═══ DATA RECORDS
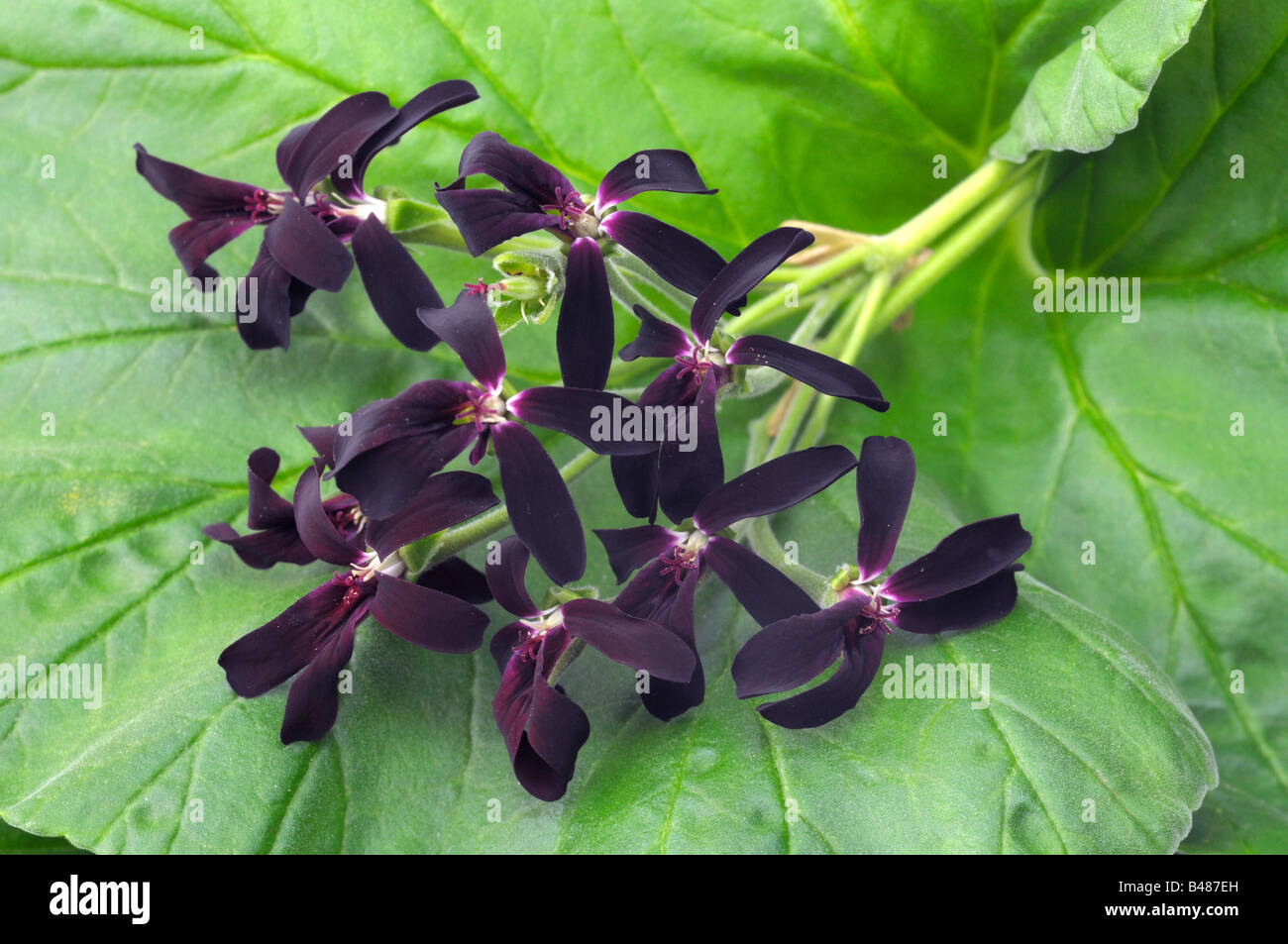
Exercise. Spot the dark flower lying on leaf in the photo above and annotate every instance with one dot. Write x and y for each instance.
(674, 561)
(679, 479)
(397, 442)
(308, 226)
(541, 725)
(275, 540)
(537, 196)
(314, 635)
(966, 581)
══════
◆ EXERCISE INSTRUCTIONS ◆
Leave out the pictures and retype the rest of the entries exactly.

◆ SOLUTION TO THE EXERCISE ◆
Exercise. Spot the dark flower lying on leaf in the photo above and annotate every instance with one dot. Write x and y for each instance.
(674, 561)
(679, 479)
(397, 442)
(308, 226)
(541, 725)
(275, 540)
(537, 196)
(314, 635)
(966, 581)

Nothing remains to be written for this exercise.